▶ _Selected extract_:
********************

In an embodiment of the method according to the invention, wood is impregnated with crude tall oil, resin and/or fatty acids separated from it or a mixture of these. Such wood preservatives containing vegetable oil are cost-effective and their availability is good because crude tall oil is produced as a by-product of the pulp industry.
In an embodiment of the method according to the invention, wood is heated by means of vapour during the vacuum phase after the pressure impregnation. This way, it is possible to decrease the amount of wood preservative remaining on the surface layer of wood after the pressure phase and to wash the surface of wood clean and non-staining before the later use of wood.
In an embodiment of the method according to the invention, after the pressure phase, the content of wood preservative on the surface layer of wood is adjusted to less than 75% of the dry weight of wood. Such an amount of vegetable oil based wood preservative will not bleed onto the surface of wood but effectively preserves the surface layers of wood from weather and decay.
In an embodiment of the method according to the invention, wood is impregnated in an impregnating chamber which is heated to a temperature of over 50°C before conveying the wood preservative into the impregnating chamber. Also raising the heat in this way facilitates the penetration of the preservative within the wood, because as the temperature raises the viscosity of the vegetable oil based preservative decreases.
In an embodiment of the method according to the invention, into the impregnating chamber is blown before starting the pressure phase compressed air heated to a temperature of over 50°C so that the pressure of the impregnating chamber increases above normal pressure. This way, it is possible to heat the air in the impregnating chamber extremely quickly and to raise the pressure of air surrounding the wood so that the hot air tries to enter the wood, whereby it heats the wood also from its inner parts.
In an embodiment of the method according to the invention, hot vapour and/or hot air is circulated in the impregnating chamber before the pressure phase and/or after it. This way, it is possible to heat the wood pieces being treated as evenly and quickly as possible all around. This decreases the time spent in heating wood in the heating phase of wood, facilitates the penetration of the wood preservative within the wood in the pressure phase and the exit from the surface layers of wood in the vacuum phase after the pressure phase, and thus decreases the bleeding of the wood preservative onto the surface of wood after the pressure impregnation treatment.
In an embodiment of the method according to the invention, the wood being impregnated and the wood preservative are heated before transferring them into the impregnating chamber. This way, it is possible to decrease the viscosity of the wood preservative, whereby the penetration of the wood preservative within the wood is facilitated and quickened. Furthermore, the pre-heated wood preservative heats the wood when penetrating within the wood during the pressure phase. In addition, by means of the heated wood preservative, it is possible to raise the temperature of wood extremely quickly.

********************

▶ _Provided material_:
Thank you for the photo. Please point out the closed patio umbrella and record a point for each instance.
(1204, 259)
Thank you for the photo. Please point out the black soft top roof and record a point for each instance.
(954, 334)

********************

▶ _Given instruction_:
Resume the text on impregnating wood with tall oil preservative, starting right after its last sentence. The listing has no connection to the text on impregnating wood with tall oil preservative.

▶ _Response for this exercise_:
In an embodiment of the method according to the invention, the impregnating chamber is heated during the vacuum phase by heating devices within the impregnating chamber. Lowering the pressure of the impregnating chamber during the vacuum phase also lowers the temperature of the impregnating chamber. This increases the viscosity of the wood preservative within the wood and thus impedes the exit of the wood preservative from the surface layers of wood. By heating the impregnating chamber during the vacuum phase with a suitable heating device, which can be e.g. a hot-water radiator etc., it is possible to minimise cooling and promote the exit of the wood preservative from the surface layers of wood.
In an embodiment of the method according to the invention, after the vacuum phase or during it, hot saturated vapour is conveyed in the impregnating chamber for removing the wood preservative from the surface layers of wood. After the vacuum phase, on the surface of wood there is wood preservative which has come out of the surface layers of wood. By conveying hot saturated vapour in the impregnating chamber, it is possible to clean the wood preservative on the surface of wood and on the surface layers of wood. Because of this, it is possible to make the surface of wood non-staining and to further minimise the amount of wood preservative on the surface layers of wood so that no bleeding of wood preservative takes place during the use of wood.

Impregnated wood made by this method is a safe material for the environment and human health applicable to the same uses as wood impregnated with known methods and wood preservatives. Furthermore, no oily wood preservative bleeds onto the surface of wood from such wood impregnated with a wood preservative containing vegetable oil which makes the surface of wood sticky and awkward to be treated later.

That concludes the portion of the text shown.